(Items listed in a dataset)
====
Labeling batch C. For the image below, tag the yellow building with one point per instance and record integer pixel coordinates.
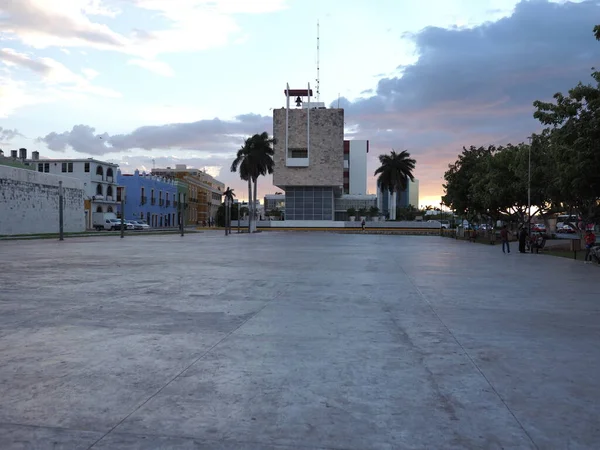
(204, 192)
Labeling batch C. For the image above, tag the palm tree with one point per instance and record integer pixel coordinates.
(395, 171)
(243, 163)
(228, 194)
(254, 159)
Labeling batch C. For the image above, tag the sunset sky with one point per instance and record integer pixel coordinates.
(184, 81)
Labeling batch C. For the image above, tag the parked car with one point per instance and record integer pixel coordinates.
(565, 228)
(143, 225)
(132, 225)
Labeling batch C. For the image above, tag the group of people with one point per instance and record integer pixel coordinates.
(536, 242)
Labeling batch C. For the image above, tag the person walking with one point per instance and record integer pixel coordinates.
(504, 238)
(522, 239)
(590, 241)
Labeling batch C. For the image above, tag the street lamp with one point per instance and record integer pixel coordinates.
(529, 189)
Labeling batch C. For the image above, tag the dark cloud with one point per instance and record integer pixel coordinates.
(464, 77)
(214, 135)
(476, 86)
(469, 86)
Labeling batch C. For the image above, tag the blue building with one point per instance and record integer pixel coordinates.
(150, 198)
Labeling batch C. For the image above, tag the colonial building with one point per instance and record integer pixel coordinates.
(99, 180)
(205, 192)
(150, 198)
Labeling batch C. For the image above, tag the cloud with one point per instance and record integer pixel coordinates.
(186, 25)
(471, 85)
(60, 23)
(215, 136)
(15, 95)
(54, 73)
(7, 135)
(158, 67)
(468, 86)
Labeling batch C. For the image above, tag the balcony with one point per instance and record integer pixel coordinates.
(296, 162)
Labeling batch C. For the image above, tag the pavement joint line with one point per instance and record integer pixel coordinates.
(185, 369)
(424, 298)
(48, 427)
(231, 441)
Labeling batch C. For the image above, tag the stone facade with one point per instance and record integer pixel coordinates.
(326, 153)
(29, 202)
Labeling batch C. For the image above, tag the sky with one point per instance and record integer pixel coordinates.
(146, 83)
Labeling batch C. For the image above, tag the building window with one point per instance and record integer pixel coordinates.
(298, 153)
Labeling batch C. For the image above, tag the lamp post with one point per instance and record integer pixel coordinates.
(529, 190)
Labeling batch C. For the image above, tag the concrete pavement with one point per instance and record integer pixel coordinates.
(295, 340)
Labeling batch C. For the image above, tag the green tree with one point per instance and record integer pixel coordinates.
(253, 160)
(572, 138)
(395, 171)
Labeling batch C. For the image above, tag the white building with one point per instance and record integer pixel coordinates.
(355, 167)
(29, 202)
(99, 180)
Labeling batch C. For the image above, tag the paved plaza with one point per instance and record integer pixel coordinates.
(295, 341)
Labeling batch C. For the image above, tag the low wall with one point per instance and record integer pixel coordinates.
(29, 202)
(330, 224)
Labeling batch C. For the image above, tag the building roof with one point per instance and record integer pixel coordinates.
(72, 160)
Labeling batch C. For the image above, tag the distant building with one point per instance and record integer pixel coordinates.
(204, 192)
(16, 159)
(150, 198)
(355, 167)
(29, 202)
(358, 202)
(99, 180)
(274, 201)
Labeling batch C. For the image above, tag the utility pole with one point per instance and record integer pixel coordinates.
(122, 212)
(226, 204)
(183, 215)
(60, 211)
(529, 189)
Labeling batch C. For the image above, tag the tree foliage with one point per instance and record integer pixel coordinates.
(395, 171)
(565, 164)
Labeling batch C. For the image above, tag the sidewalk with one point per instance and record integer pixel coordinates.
(295, 340)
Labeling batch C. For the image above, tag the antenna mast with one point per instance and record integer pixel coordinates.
(318, 48)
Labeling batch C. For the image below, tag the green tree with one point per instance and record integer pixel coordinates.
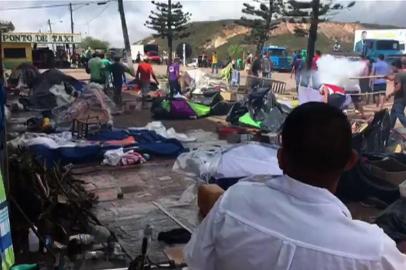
(6, 26)
(312, 11)
(94, 43)
(235, 51)
(169, 22)
(262, 18)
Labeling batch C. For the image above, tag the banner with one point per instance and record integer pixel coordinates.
(42, 38)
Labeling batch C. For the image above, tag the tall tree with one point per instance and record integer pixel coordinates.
(312, 11)
(168, 21)
(94, 43)
(262, 17)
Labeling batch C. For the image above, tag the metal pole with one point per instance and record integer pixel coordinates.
(124, 27)
(1, 57)
(71, 25)
(50, 31)
(50, 27)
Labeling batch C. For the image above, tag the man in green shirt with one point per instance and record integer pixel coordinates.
(96, 69)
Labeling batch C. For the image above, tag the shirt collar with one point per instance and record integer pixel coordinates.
(307, 192)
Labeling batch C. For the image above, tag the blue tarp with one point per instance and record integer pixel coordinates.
(146, 142)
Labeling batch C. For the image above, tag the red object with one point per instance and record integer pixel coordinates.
(334, 89)
(145, 70)
(153, 56)
(314, 62)
(225, 132)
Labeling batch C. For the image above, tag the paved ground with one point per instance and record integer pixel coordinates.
(126, 217)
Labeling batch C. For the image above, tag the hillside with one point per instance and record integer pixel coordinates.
(208, 36)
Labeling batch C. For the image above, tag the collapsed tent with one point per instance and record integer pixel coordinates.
(43, 95)
(225, 166)
(259, 110)
(209, 102)
(62, 149)
(377, 175)
(92, 106)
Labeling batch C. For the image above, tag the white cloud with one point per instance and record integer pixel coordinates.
(104, 21)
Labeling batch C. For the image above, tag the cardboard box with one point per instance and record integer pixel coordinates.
(207, 196)
(390, 170)
(229, 96)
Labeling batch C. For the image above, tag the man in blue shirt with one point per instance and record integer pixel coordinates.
(383, 69)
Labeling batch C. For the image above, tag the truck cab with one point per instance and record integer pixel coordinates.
(391, 49)
(279, 56)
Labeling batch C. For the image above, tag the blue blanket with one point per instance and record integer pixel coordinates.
(146, 142)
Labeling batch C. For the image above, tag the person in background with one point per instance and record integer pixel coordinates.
(295, 54)
(143, 75)
(118, 70)
(333, 95)
(361, 47)
(364, 83)
(399, 94)
(96, 67)
(297, 68)
(173, 77)
(214, 64)
(256, 66)
(138, 59)
(106, 62)
(380, 68)
(316, 58)
(295, 221)
(266, 66)
(239, 64)
(248, 63)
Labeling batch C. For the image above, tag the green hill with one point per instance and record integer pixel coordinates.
(207, 36)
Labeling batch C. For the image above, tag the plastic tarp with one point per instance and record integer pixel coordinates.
(247, 120)
(393, 220)
(248, 160)
(91, 106)
(200, 109)
(237, 161)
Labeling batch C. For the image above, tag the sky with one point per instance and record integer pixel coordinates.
(103, 21)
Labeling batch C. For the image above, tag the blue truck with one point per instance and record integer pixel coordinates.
(391, 49)
(279, 56)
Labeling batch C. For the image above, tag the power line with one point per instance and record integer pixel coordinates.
(98, 15)
(52, 6)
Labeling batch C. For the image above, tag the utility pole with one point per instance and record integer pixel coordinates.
(71, 25)
(124, 27)
(1, 57)
(50, 27)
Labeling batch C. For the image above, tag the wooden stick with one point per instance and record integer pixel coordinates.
(368, 77)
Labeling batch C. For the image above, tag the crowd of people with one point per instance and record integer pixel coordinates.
(112, 74)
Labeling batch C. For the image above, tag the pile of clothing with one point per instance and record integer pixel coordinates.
(46, 90)
(61, 148)
(208, 102)
(259, 110)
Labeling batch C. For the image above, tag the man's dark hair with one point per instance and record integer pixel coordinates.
(317, 138)
(397, 64)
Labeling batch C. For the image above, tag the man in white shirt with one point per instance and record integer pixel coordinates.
(295, 222)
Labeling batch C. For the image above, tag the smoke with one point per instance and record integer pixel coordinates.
(338, 71)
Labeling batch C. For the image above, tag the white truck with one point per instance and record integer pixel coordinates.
(135, 50)
(382, 34)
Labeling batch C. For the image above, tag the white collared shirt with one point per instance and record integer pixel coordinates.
(285, 224)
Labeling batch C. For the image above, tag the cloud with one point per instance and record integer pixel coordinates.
(103, 21)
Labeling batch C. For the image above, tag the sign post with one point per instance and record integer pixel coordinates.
(42, 38)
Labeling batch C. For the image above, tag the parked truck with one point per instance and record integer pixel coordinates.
(281, 61)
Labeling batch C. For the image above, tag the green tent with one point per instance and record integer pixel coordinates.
(200, 109)
(247, 120)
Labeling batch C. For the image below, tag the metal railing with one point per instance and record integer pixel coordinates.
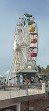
(7, 92)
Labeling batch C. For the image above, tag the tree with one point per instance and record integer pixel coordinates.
(47, 68)
(39, 68)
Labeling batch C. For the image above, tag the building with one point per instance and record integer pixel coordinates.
(2, 79)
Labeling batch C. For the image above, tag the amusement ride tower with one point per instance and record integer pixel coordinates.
(25, 47)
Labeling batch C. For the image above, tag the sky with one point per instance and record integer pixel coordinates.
(10, 10)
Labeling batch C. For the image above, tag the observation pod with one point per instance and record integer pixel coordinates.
(33, 40)
(33, 54)
(31, 29)
(33, 47)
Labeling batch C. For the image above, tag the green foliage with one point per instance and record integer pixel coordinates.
(41, 69)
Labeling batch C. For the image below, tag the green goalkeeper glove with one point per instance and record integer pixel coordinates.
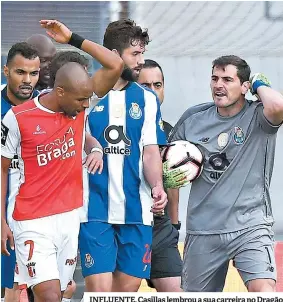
(257, 80)
(174, 178)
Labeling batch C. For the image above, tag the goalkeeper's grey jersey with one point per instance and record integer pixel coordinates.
(232, 192)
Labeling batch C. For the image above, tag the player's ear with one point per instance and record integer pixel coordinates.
(245, 87)
(117, 52)
(60, 91)
(6, 71)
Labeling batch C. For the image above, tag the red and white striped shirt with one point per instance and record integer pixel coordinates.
(49, 146)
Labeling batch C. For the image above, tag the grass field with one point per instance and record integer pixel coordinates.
(233, 282)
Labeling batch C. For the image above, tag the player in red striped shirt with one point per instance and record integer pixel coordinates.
(47, 133)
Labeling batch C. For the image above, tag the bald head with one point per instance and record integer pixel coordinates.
(42, 44)
(72, 76)
(72, 89)
(46, 51)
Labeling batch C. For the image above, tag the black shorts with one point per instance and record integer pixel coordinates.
(165, 258)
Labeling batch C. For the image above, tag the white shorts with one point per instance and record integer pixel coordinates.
(46, 248)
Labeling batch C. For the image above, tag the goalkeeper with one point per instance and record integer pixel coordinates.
(229, 209)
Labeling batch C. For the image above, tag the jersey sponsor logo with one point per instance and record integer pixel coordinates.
(59, 148)
(71, 261)
(219, 163)
(16, 269)
(161, 125)
(114, 135)
(239, 136)
(31, 269)
(14, 163)
(89, 262)
(39, 130)
(4, 134)
(98, 108)
(222, 139)
(135, 111)
(204, 140)
(146, 257)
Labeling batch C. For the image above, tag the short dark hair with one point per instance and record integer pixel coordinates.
(123, 33)
(23, 49)
(153, 64)
(243, 69)
(60, 59)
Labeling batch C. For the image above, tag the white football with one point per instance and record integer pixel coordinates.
(186, 156)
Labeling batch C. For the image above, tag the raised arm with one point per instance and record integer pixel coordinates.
(112, 65)
(272, 100)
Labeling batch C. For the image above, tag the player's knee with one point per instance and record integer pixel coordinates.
(132, 286)
(262, 285)
(48, 291)
(48, 296)
(71, 288)
(99, 282)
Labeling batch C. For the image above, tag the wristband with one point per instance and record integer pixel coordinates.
(259, 83)
(96, 149)
(177, 226)
(76, 40)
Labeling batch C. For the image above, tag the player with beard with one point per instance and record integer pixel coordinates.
(229, 214)
(115, 240)
(166, 264)
(22, 73)
(46, 51)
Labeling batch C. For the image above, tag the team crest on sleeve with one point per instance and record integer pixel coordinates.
(4, 134)
(239, 136)
(88, 261)
(31, 269)
(135, 111)
(161, 125)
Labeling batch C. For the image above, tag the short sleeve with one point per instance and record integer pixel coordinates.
(153, 130)
(10, 135)
(266, 126)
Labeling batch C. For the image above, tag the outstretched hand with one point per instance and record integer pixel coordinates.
(56, 30)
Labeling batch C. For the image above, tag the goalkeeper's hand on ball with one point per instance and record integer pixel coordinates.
(174, 178)
(257, 80)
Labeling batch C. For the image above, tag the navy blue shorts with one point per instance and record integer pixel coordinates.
(107, 247)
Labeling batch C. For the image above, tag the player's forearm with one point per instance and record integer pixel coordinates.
(152, 166)
(173, 205)
(107, 58)
(4, 183)
(273, 104)
(90, 143)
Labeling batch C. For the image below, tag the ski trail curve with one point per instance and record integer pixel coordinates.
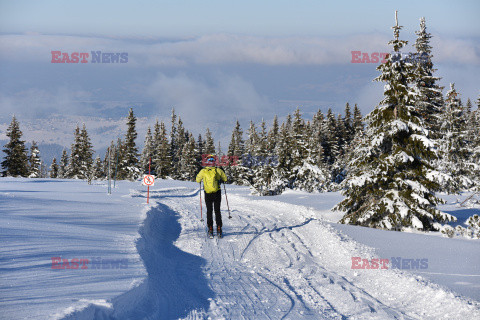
(175, 286)
(276, 261)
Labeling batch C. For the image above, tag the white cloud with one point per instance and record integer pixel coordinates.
(228, 49)
(199, 100)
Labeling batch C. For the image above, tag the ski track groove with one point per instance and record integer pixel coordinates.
(308, 290)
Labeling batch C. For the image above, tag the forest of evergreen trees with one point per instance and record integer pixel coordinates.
(415, 142)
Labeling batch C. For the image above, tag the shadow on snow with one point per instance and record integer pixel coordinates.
(175, 285)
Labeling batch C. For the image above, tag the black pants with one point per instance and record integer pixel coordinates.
(213, 200)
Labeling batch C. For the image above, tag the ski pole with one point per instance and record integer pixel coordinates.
(229, 216)
(201, 213)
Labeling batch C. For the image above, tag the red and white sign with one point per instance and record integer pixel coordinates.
(148, 180)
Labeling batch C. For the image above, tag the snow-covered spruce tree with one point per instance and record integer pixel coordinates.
(391, 186)
(188, 164)
(162, 154)
(130, 156)
(262, 170)
(74, 166)
(200, 148)
(180, 140)
(283, 151)
(86, 153)
(236, 149)
(97, 169)
(147, 152)
(312, 175)
(429, 100)
(63, 167)
(15, 162)
(209, 143)
(454, 146)
(34, 162)
(358, 125)
(475, 155)
(54, 168)
(330, 147)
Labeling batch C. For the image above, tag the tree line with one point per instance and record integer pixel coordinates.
(414, 143)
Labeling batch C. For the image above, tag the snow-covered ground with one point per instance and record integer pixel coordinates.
(282, 257)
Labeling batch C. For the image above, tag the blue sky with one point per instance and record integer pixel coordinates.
(218, 61)
(274, 18)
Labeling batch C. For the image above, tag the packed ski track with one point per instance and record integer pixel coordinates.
(275, 261)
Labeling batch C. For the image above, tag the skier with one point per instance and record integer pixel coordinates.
(212, 177)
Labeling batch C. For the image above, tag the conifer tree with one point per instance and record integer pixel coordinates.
(331, 149)
(97, 169)
(130, 155)
(454, 145)
(75, 164)
(429, 98)
(162, 154)
(272, 137)
(348, 125)
(236, 151)
(391, 186)
(63, 167)
(54, 169)
(209, 143)
(358, 125)
(147, 152)
(188, 163)
(118, 163)
(15, 162)
(86, 153)
(34, 162)
(200, 147)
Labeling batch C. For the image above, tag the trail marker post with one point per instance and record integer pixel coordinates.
(148, 180)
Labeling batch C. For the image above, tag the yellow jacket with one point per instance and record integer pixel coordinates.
(210, 177)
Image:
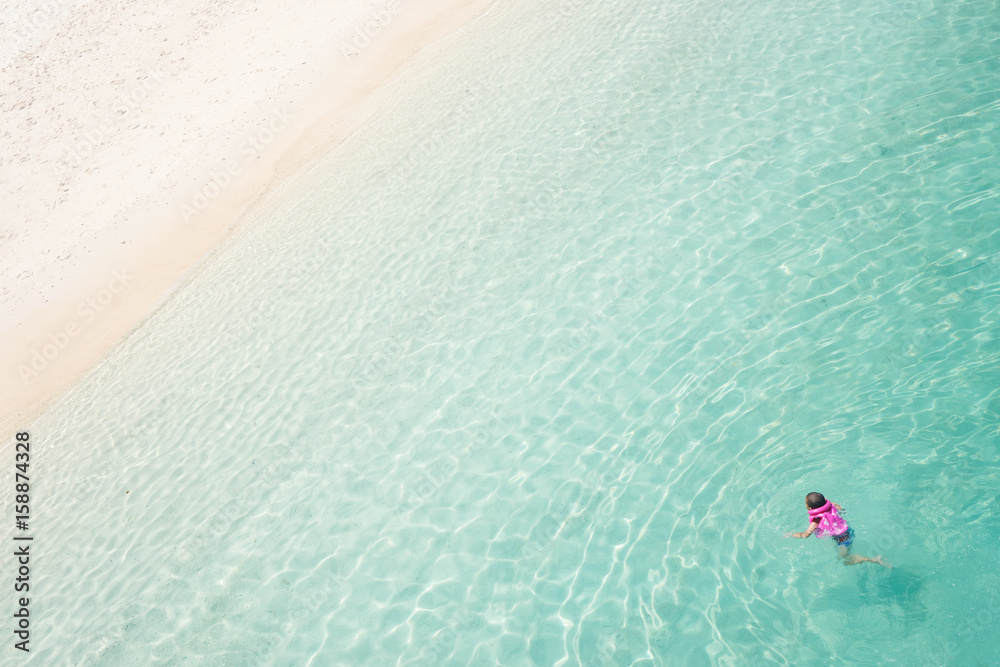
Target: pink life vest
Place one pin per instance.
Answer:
(830, 523)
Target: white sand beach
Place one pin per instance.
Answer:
(136, 136)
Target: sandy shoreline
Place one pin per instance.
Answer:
(135, 139)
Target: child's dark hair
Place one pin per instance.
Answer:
(815, 500)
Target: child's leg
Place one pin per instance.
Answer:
(854, 559)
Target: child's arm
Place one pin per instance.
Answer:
(809, 531)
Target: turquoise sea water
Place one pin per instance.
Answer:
(538, 366)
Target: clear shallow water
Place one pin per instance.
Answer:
(538, 367)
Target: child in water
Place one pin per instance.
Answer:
(825, 521)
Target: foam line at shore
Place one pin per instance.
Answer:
(139, 137)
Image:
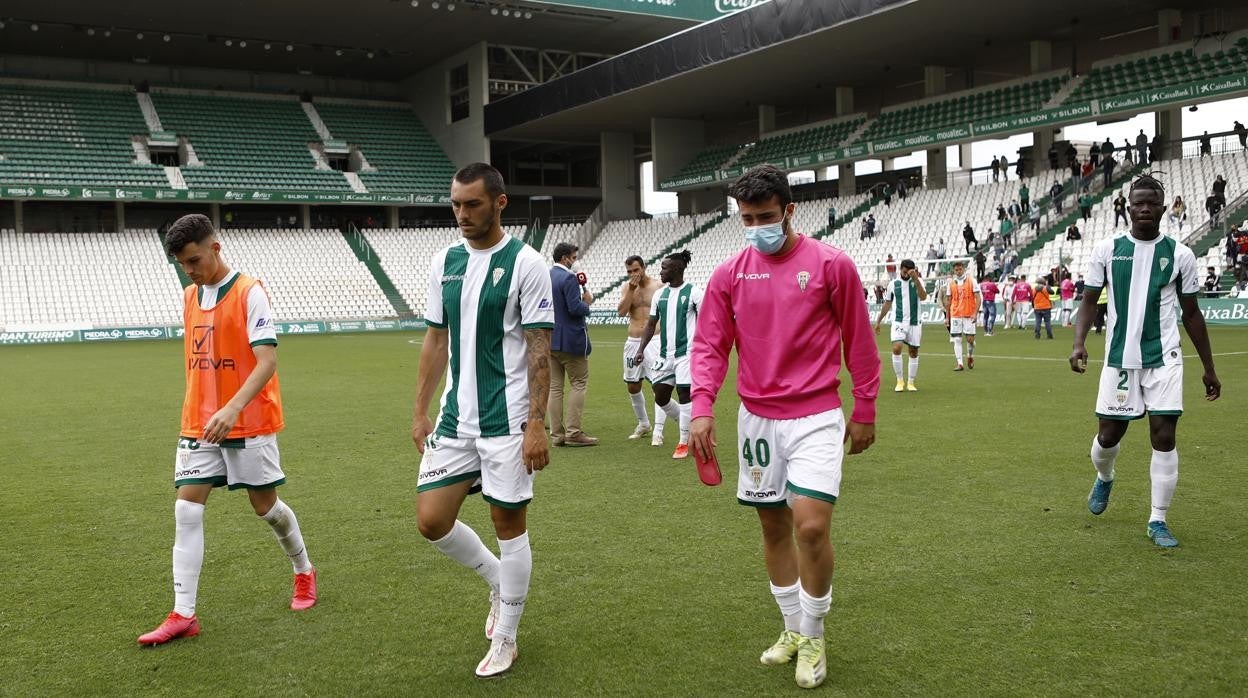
====
▸ **Exercise prompt**
Across the entries above, how many lines carry the word "Target"? Write only the number.

▸ **Response box**
10